**Requirement**
Copy the records below line for line, leaving out the pictures.

**Material for this exercise**
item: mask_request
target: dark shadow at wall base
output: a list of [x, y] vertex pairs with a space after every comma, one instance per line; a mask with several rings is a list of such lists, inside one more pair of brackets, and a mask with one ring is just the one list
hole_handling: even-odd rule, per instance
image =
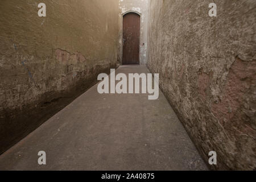
[[0, 155], [97, 84], [100, 73], [109, 74], [110, 68], [116, 68], [115, 64], [105, 69], [96, 67], [89, 77], [80, 79], [68, 90], [45, 93], [32, 104], [21, 109], [1, 110]]

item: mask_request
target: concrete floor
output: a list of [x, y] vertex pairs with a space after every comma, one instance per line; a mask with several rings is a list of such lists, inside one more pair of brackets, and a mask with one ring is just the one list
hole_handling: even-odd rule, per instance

**Task answer**
item: mask_request
target: dark shadow at wall base
output: a list of [x, y] vertex pairs with a space after every comma, one instance per line; a mask with several rings is a list of such lists, inside one more pair of brackets, and a mask with one ring is just the one list
hole_handling: even-odd rule, per instance
image =
[[0, 155], [97, 84], [100, 73], [109, 74], [110, 68], [116, 68], [115, 64], [105, 69], [96, 67], [89, 77], [80, 79], [68, 90], [45, 93], [32, 104], [21, 109], [1, 110]]

item: mask_request
target: concrete floor
output: a list of [x, y] vertex pairs with a space after every comma, one instance per line; a mask with several rings is a list of such lists, inside one more pair of brackets, and a mask with one ring is just the one list
hole_handling: even-odd rule, per instance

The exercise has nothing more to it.